Natural language region descriptions
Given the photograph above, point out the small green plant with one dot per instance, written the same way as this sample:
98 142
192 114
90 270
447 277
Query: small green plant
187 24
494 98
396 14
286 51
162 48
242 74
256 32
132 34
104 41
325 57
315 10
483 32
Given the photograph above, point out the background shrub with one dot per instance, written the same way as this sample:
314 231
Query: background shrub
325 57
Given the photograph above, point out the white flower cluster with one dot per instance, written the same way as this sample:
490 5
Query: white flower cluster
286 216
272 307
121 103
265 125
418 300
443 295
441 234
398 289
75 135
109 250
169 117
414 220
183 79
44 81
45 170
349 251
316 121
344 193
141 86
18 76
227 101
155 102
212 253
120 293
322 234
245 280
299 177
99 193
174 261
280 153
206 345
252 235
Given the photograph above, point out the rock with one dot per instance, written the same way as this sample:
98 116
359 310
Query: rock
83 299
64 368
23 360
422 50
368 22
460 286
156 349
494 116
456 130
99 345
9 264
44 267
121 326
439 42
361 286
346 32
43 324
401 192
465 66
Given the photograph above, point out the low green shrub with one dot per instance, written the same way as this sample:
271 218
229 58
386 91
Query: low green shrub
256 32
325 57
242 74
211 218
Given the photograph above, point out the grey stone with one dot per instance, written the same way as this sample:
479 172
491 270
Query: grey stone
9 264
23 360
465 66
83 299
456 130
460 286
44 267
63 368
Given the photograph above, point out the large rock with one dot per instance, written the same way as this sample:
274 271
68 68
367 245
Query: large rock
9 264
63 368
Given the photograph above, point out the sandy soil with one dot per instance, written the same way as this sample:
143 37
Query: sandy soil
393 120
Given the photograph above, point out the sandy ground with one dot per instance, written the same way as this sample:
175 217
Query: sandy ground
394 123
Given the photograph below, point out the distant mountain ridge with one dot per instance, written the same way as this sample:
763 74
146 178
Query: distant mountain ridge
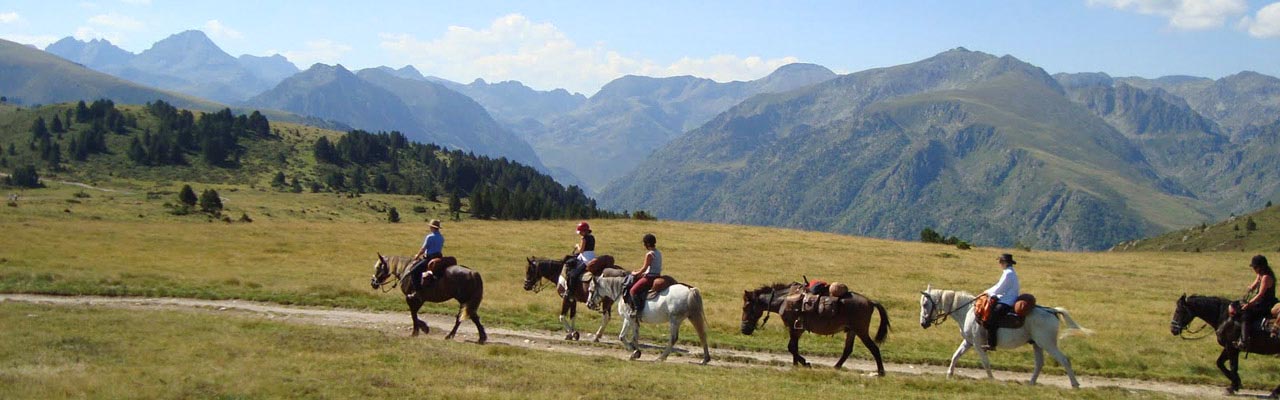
187 62
378 100
983 146
630 117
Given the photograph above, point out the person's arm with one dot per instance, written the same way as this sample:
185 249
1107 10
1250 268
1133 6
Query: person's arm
1265 282
648 260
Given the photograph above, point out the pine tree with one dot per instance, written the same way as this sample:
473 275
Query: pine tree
187 195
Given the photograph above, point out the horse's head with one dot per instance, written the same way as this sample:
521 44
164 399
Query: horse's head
929 309
530 273
380 272
1183 317
753 307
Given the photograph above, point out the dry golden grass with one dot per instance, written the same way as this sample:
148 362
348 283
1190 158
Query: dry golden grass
103 353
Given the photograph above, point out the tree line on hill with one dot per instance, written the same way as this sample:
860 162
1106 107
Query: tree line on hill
387 162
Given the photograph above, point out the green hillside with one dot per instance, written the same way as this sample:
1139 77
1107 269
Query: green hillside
163 146
1229 235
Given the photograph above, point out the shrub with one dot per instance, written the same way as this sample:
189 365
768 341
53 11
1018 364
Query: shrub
187 195
210 201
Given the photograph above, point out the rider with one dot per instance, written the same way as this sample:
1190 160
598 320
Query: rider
433 248
650 269
585 253
1260 305
1004 292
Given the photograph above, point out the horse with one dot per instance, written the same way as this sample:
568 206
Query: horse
672 305
854 318
1040 330
456 282
538 269
1214 310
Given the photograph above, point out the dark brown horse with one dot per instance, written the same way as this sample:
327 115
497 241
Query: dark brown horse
1214 310
539 272
853 317
457 282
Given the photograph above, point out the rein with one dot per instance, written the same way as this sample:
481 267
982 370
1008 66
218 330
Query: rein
942 317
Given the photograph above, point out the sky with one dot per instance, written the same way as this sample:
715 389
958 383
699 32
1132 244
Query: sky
581 45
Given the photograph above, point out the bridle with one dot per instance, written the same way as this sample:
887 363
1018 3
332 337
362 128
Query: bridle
382 283
932 305
534 272
1182 327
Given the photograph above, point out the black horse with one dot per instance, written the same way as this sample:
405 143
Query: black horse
457 282
539 269
1215 312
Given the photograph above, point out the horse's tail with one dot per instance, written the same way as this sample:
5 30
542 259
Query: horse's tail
883 330
1070 323
698 318
478 295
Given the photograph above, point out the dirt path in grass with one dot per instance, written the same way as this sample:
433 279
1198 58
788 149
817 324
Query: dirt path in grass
552 341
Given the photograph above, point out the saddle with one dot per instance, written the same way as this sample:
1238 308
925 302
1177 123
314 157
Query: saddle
1023 307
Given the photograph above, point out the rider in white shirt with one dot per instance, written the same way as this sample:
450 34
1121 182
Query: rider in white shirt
1005 292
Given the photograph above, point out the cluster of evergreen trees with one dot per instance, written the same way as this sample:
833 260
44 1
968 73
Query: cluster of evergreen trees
497 187
214 136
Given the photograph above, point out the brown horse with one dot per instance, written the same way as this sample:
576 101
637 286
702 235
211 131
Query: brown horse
853 317
457 282
539 272
1214 310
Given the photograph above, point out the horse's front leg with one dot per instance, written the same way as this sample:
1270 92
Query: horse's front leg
794 346
986 363
1232 357
457 321
1040 360
671 340
849 349
604 318
567 308
964 346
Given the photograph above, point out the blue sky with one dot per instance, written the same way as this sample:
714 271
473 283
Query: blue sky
581 45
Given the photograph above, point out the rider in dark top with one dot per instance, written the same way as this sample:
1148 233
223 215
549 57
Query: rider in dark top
585 250
1260 305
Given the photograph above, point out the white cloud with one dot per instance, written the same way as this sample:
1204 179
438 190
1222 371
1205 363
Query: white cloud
218 30
543 57
1266 23
36 40
86 33
316 51
1183 14
117 22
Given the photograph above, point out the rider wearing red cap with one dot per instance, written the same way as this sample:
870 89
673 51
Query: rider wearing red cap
584 253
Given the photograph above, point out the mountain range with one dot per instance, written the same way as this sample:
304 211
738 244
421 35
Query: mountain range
984 148
187 62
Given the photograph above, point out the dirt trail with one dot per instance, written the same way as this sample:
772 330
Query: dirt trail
552 341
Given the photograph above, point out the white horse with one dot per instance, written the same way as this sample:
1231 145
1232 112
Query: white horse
672 305
1040 330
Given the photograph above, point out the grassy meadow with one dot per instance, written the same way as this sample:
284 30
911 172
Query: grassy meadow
103 353
56 241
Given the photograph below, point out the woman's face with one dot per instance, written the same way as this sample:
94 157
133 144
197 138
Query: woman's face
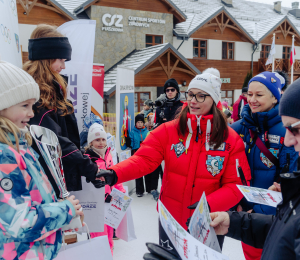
259 98
197 108
19 114
58 65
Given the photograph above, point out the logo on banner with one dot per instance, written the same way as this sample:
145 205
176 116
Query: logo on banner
5 32
265 160
112 20
214 164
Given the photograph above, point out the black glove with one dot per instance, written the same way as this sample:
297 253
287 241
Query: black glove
108 198
110 176
158 252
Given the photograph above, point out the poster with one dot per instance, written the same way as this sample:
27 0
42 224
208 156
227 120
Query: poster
10 49
261 196
187 246
200 225
116 209
124 105
97 90
79 69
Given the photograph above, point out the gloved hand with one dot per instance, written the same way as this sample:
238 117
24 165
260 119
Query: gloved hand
108 198
158 252
110 176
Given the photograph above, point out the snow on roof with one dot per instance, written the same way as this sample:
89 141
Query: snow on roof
138 60
257 19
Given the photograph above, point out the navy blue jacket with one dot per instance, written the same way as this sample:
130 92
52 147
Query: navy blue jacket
263 172
137 136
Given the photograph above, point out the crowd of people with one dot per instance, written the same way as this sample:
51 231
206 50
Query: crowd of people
205 147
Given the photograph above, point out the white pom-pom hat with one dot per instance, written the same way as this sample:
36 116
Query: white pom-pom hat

TASK PROMPT
After reading the records above, say how many lines hold the string "below", using only a number.

SOLUTION TO THIS PROBLEM
2